>> begin Records for this exercise

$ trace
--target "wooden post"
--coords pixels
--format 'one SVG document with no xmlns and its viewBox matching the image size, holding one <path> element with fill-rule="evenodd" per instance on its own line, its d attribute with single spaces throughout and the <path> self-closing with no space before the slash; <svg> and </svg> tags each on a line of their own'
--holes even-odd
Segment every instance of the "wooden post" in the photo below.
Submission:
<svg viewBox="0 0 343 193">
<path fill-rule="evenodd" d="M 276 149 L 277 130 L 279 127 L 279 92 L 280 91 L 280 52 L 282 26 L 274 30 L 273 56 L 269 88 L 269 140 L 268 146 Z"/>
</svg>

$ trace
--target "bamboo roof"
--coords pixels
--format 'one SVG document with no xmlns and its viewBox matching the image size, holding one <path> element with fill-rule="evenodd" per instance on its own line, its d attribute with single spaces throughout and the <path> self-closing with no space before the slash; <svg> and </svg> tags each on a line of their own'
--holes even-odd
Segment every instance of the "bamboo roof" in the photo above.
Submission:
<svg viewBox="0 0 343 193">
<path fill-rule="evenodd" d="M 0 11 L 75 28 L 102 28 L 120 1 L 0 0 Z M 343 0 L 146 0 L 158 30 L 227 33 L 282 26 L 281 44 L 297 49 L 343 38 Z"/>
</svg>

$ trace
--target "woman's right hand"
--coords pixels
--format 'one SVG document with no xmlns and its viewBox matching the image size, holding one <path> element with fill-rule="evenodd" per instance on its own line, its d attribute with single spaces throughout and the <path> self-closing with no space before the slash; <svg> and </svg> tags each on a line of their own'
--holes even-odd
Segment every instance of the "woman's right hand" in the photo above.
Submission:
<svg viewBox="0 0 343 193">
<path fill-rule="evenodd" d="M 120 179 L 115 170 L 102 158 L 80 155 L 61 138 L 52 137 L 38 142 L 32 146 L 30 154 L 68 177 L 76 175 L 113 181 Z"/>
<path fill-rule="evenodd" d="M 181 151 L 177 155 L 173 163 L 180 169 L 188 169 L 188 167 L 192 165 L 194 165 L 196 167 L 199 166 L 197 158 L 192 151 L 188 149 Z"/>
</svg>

>> end Records for this exercise

### Set task
Copy out every line in the listing above that contains the string "target". Matches must have the same case.

### Full answer
--target "wooden post"
--target "bamboo roof"
--target "woman's right hand"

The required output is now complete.